-- start --
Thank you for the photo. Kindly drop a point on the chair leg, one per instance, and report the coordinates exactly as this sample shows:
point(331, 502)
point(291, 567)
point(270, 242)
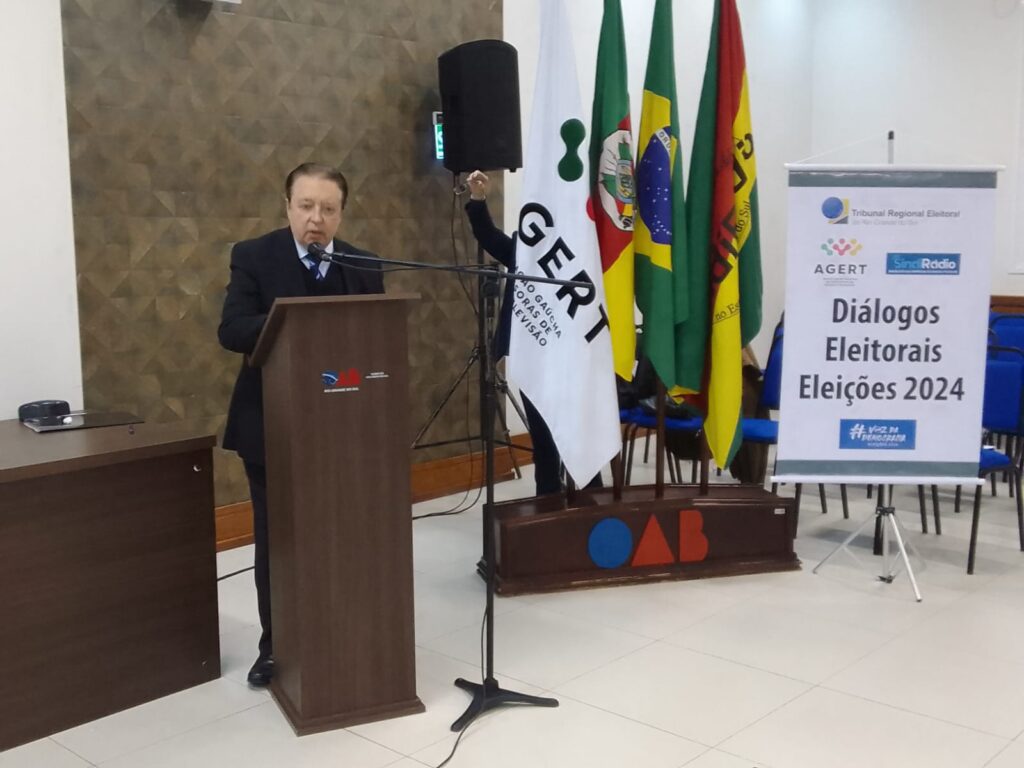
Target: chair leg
point(629, 461)
point(1020, 508)
point(974, 530)
point(924, 511)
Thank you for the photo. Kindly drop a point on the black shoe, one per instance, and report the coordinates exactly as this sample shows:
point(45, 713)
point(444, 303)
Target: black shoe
point(261, 672)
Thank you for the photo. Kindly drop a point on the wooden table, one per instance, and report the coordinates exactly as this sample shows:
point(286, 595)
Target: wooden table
point(108, 572)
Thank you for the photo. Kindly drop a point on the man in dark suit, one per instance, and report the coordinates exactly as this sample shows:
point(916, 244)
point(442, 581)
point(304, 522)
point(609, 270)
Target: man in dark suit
point(276, 265)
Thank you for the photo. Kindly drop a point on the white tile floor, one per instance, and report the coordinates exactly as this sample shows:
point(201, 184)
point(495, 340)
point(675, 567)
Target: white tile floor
point(782, 671)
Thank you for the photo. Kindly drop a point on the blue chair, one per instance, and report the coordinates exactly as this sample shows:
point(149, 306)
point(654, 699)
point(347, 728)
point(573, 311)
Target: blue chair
point(1001, 412)
point(765, 431)
point(636, 418)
-- end --
- Problem requirements:
Starting with the first line of the items and going on through the line with "point(924, 511)", write those lines out again, requests included, offsetting every coordinate in the answers by adding 108. Leave the pictures out of your answer.

- Answer:
Thank you for the photo. Kindly drop a point on the chair leg, one per instance, and report the coordinates exactly as this sample shows:
point(331, 502)
point(291, 567)
point(270, 242)
Target: chair leg
point(737, 569)
point(1128, 616)
point(1082, 638)
point(1032, 619)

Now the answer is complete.